─── Supplied records

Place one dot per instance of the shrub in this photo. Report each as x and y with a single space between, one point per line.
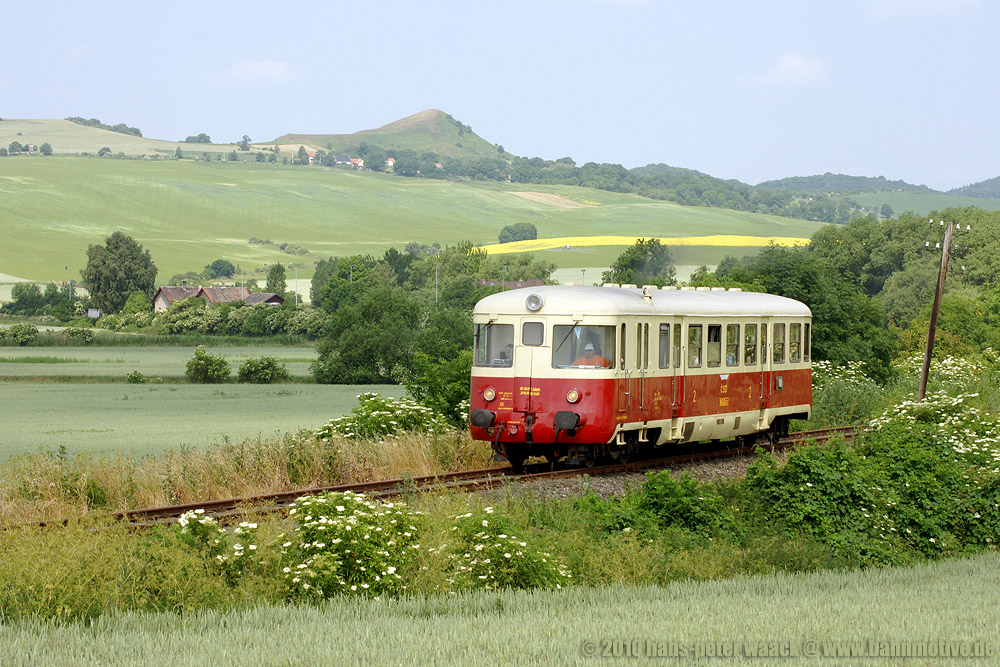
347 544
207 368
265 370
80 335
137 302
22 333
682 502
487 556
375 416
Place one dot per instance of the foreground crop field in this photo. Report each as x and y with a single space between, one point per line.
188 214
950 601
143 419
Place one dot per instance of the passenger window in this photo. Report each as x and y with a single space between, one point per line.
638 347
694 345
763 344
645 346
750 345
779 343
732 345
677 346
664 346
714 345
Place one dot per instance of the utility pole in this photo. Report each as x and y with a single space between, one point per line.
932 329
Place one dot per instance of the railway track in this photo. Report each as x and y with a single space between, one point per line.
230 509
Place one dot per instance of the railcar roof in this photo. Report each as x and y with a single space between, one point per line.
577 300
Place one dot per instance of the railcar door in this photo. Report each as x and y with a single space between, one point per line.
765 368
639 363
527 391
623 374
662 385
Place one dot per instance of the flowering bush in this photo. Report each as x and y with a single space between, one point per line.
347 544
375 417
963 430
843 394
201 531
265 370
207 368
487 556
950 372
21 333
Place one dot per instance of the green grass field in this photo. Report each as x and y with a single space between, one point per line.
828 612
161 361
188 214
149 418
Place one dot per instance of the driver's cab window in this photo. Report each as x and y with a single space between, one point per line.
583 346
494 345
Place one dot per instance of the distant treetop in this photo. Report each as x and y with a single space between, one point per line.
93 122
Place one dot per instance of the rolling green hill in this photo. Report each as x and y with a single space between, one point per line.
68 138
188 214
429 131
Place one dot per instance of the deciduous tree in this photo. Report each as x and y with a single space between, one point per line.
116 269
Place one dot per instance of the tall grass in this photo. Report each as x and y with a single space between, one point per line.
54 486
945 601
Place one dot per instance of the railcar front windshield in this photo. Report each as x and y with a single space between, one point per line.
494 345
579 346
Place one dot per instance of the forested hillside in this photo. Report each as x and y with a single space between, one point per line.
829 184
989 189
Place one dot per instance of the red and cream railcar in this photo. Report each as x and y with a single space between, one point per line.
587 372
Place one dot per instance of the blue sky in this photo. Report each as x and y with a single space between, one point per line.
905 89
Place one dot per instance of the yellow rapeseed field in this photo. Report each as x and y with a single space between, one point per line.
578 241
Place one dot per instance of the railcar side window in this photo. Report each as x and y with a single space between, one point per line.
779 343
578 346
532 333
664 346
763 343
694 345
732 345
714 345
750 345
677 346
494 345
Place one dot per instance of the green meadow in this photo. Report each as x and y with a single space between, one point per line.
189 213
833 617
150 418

──────

- Written task -
Set down, word for word, every line from the line that holds "Place one dot per instance of the railcar front" to the end of the entries above, including both ends.

- The solution -
Place one dot per instance of the railcar front windshield in this photo. Report each as x and y with a single space between, one point per line.
494 345
579 346
Place one dot per instance of the forested hillside in this photo. Report each as x and y with a single space between, one point per line.
829 184
989 189
Place one dot per instance of the red and cream railcar in this photo. Report each as x and y with a single space between, one point per line.
587 372
Place one dot per instance of the blue sky in this photo. Report each as x and y with a single space between, one point per line.
905 89
Place one dot per instance of the yellow rapeseed field in this photo. Report each as x and y with a single space between, one point per line.
578 241
Place one dot per instance of the railcar side window in this photo. Report each as x and y with a single space between, one point per line.
779 343
578 346
532 333
664 346
763 343
694 345
732 345
714 345
750 345
677 346
494 345
Place one dot per instance of the green meadow in this photo. Report each as x and y with a single space between, one point per line.
189 213
833 617
150 418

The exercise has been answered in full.